▶ _TASK GOAL_
Could you write out the records again, beginning at the line that has "Reviewer note: every instance of the desk mat" and stopping after the one that has "[[433, 204]]", keeping the requests in and shifting each answer point by adding 80 to both of its coordinates, while the sample coordinates inside the requests stay as they are?

•••••

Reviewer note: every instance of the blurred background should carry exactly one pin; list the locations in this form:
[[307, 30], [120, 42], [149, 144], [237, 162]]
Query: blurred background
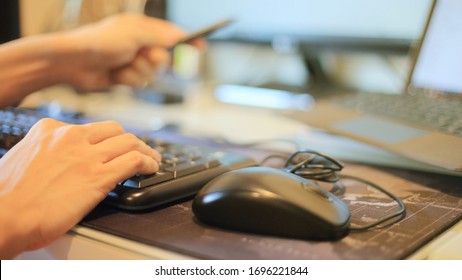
[[299, 45]]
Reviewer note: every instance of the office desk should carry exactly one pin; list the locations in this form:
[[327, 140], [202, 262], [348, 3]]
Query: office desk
[[210, 119]]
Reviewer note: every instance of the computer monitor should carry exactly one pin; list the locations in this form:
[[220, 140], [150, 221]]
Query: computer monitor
[[391, 23], [309, 26], [9, 20]]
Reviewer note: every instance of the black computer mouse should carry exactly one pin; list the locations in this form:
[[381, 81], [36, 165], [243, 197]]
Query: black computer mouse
[[270, 201]]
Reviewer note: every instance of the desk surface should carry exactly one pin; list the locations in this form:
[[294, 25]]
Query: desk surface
[[121, 106]]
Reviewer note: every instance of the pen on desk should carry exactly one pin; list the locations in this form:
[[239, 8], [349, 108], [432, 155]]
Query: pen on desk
[[203, 32]]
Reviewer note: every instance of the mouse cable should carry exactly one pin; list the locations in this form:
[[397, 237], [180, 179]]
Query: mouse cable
[[400, 213], [313, 165]]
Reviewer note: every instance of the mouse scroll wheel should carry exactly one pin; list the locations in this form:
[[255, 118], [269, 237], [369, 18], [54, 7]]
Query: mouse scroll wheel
[[316, 189]]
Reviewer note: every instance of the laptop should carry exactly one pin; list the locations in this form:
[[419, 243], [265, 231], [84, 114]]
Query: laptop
[[431, 131]]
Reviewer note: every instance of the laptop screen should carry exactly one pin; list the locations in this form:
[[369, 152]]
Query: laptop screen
[[439, 64]]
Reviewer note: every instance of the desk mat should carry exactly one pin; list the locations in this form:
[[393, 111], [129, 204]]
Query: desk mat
[[433, 204]]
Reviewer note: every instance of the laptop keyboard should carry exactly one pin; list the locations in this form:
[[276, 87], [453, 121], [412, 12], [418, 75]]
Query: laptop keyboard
[[184, 169], [444, 114]]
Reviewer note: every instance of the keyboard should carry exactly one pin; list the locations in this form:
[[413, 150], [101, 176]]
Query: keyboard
[[444, 114], [184, 169]]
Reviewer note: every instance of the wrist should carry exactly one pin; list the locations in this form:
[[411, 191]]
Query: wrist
[[16, 224]]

•••••

▶ _CORRECT RESPONSE_
Reviewer note: every instance of the desk mat should carry exactly one pin; list the locations in this form:
[[393, 111], [129, 204]]
Query: desk mat
[[513, 284]]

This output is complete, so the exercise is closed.